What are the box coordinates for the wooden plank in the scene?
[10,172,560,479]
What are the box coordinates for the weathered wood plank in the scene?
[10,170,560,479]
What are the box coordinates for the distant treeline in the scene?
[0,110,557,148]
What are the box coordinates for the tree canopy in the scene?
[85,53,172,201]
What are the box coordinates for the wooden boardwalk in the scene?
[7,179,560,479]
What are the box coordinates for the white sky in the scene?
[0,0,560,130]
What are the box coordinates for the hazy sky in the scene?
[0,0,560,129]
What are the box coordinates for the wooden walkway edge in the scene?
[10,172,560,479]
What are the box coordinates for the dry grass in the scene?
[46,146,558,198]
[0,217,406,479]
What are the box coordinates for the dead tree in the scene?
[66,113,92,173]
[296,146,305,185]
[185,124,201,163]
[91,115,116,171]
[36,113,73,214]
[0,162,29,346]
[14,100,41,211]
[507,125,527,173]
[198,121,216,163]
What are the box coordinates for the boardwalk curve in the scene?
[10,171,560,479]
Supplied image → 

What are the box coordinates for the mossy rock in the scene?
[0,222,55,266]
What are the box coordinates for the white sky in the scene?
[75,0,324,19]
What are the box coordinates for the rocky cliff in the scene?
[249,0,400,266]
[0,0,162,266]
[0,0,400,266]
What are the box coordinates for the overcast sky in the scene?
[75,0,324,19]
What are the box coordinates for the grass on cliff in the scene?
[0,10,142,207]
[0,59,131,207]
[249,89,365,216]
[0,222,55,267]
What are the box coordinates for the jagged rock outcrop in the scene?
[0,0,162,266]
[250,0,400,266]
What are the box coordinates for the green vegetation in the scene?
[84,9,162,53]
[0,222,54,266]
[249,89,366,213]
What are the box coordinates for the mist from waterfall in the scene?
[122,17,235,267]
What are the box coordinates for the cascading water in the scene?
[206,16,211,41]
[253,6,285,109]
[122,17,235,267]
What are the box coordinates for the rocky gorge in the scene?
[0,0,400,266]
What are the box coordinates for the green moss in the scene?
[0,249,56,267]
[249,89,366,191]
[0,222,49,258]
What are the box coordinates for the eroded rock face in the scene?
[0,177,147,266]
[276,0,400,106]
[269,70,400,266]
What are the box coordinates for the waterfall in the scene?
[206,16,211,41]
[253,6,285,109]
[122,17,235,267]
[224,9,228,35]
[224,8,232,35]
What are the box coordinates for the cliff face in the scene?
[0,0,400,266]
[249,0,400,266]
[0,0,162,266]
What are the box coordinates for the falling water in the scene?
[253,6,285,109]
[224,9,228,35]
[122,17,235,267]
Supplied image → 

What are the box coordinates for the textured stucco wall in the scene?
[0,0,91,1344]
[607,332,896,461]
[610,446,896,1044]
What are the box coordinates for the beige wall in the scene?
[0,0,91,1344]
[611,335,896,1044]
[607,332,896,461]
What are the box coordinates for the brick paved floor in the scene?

####

--- To be done ---
Quote all of the material above word for word, without changing anything.

--- Reply to the exercise ---
What are the box coordinates for the wooden plank in the scene?
[10,172,560,479]
What are the box coordinates for the weathered wood plank in the scene?
[10,170,560,479]
What are the box coordinates for the distant treeline in the scene?
[0,110,557,148]
What are the box coordinates for the tree canopy in the scene?
[85,53,172,201]
What are the box coordinates for the wooden boardwalk in the scene?
[7,179,560,479]
What are the box coordinates for the white sky in the scene?
[0,0,560,130]
What are the box coordinates for the hazy sky in the scene?
[0,0,560,129]
What are the box coordinates for the wooden walkway edge in the scene?
[10,172,560,479]
What are the box coordinates for the dry grass in the scene?
[46,146,558,198]
[0,217,406,479]
What are the box coordinates for the dead tree in the scene?
[66,113,92,173]
[296,146,305,185]
[185,124,201,163]
[91,115,116,171]
[36,113,73,214]
[0,162,29,346]
[14,100,41,211]
[507,125,527,173]
[198,121,216,163]
What are the box coordinates for the boardwalk curve in the scene?
[10,171,560,479]
Supplied image → 

What are the box coordinates for the mossy rock in the scene?
[0,222,55,266]
What are the box coordinates for the white sky in the scene?
[75,0,324,19]
What are the box coordinates for the rocky cliff in the scene?
[249,0,400,266]
[0,0,162,266]
[0,0,400,266]
What are the box coordinates for the overcast sky in the scene?
[75,0,324,19]
What are the box coordinates for the grass on cliff in the scene?
[0,10,142,207]
[0,59,131,207]
[249,89,365,216]
[0,222,55,267]
What are the box coordinates for the jagged rock outcrop in the scene?
[0,0,162,266]
[250,0,400,266]
What are the box coordinates for the green vegetation in the scene?
[84,9,162,53]
[0,222,54,266]
[249,89,366,213]
What are the box coordinates for the mist from waterfall in the scene?
[122,17,235,267]
What are the box coordinates for the cascading water in the scene?
[206,16,211,41]
[253,6,285,109]
[122,17,235,267]
What are the box coordinates for the rocky gorge in the scene?
[0,0,400,266]
What are the box coordinates for the green moss in the scene?
[0,249,56,267]
[249,89,366,191]
[0,222,49,258]
What are the box coordinates for the eroded rock face in the scene?
[0,177,147,266]
[276,0,400,106]
[269,70,400,266]
What are the box coordinates for the waterfall in the scene?
[206,16,211,41]
[253,6,285,109]
[122,17,235,267]
[224,9,228,35]
[224,8,232,35]
What are the box coordinates for the cliff face in the scene?
[0,0,400,266]
[249,0,400,266]
[0,0,162,266]
What are the box coordinates for the falling water in the scene?
[253,6,285,109]
[224,9,228,35]
[122,17,235,267]
Supplied image → 

What are the box coordinates for the textured stucco wall in the scene?
[0,0,91,1344]
[607,332,896,461]
[610,446,896,1044]
What are the box coordinates for the beige wall in the scene?
[0,0,91,1344]
[611,335,896,1044]
[607,332,896,461]
What are the box coordinates for the brick paved floor in the scene?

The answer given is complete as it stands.